- REQUIREMENT A
In the forum thread, how would you rewrite the part from "Thank you for" up to and including "to actually !" with "replies" substituted by "responses"?
- REQUIREMENT B
Which forum usernames appear in the forum thread?

These feelings are normal, and as Admin Kaur has pointed out, your view does come across as slightly Abrahamic, the problem is if you are going to worship god in an Abrahamic fashion, you should really go the whole hog, I am a different Sikh to you, note I do not maintain I am a better SIkh or a truer Sikh, we are just different Sikhs, but I do feel you are attempting to worship as a Sikh but in an Abrahamic fashion. This is nothing new, if you read translations of the SGGS, a lot have Abrahamic leanings, which have done nothing, in my view, to confirm Sikhism as a religion that stands on its own, rather than a clone of Hinduism, Islam or Christianity. Another common statement is that the SGGS contains the best bits of all religions, and Sikhism is a mish mash of concepts from everywhere. This, in my view, does Sikhism a huge disservice as I feel that Sikhism approached the code of living, and the concept of god in a completely different and new way, making god not a deity to be worshipped, but an energy to be absorbed, lived and shared.



Seeker2013 said:


> I feel like guru and god will punish me if I do what I am talking about



that is no way to live, we are responsible for our own actions, and have to deal with the consequences, do I think goddy gives two hoots because I am as bald as an eagle? or that I refuse to submit to pointless rituals that are embraced by mumblers everywhere? No, I do not, you can be as hairy as you wish, and mumble all you want, but if your actions do not touch the rest of creation in a positive manner, then what is the point?


----------



## namritanevaeh (Mar 20, 2016)

Admin Kaur said:


> Sat Sri Akaal
> 
> From my POV, no.  Maybe God likes fur - animals has more fur on their bodies than humans do hair.  Why did we luck out?
> 
> ...



Wise words. I agree and Buddhists are told to shave theirs. I don't think God gives a hoot if s/he is alive.


----------



## Seeker2013 (Mar 20, 2016)

namritanevaeh said:


> Wise words. I agree and Buddhists are told to shave theirs. I don't think God gives a hoot if s/he is alive.



but buddha kept his in a knot on top of his head !


----------



## Seeker2013 (Mar 20, 2016)

Thank you for all the replies JI ! 

I feel like I should cut my hair because I am gay and everyone has physical needs. gays too.
but for gay men, because of shaming and stigma, we live our lives underground, forced to actually ! 
when I go on the gay apps for sex and dates, i don't want a dastar-dhaari profile picture there. 
Wouldn't want to stain the sikh image, not that there's no gay sardars, but I don't want anyone to laugh on our community and say 'o look , even sardar's gay these days'


----------



## Ishna (Mar 20, 2016)

- RECORDED INFORMATION

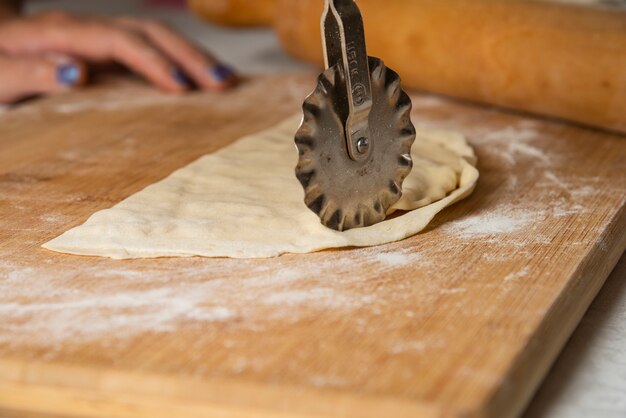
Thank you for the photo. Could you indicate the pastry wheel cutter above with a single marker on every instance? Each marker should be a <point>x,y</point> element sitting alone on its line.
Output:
<point>354,143</point>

- SOLUTION A
Thank you for all the responses JI ! 

I feel like I should cut my hair because I am gay and everyone has physical needs. gays too.
but for gay men, because of shaming and stigma, we live our lives underground, forced to actually !

- SOLUTION B
Admin Kaur
Seeker2013
namritanevaeh
Ishna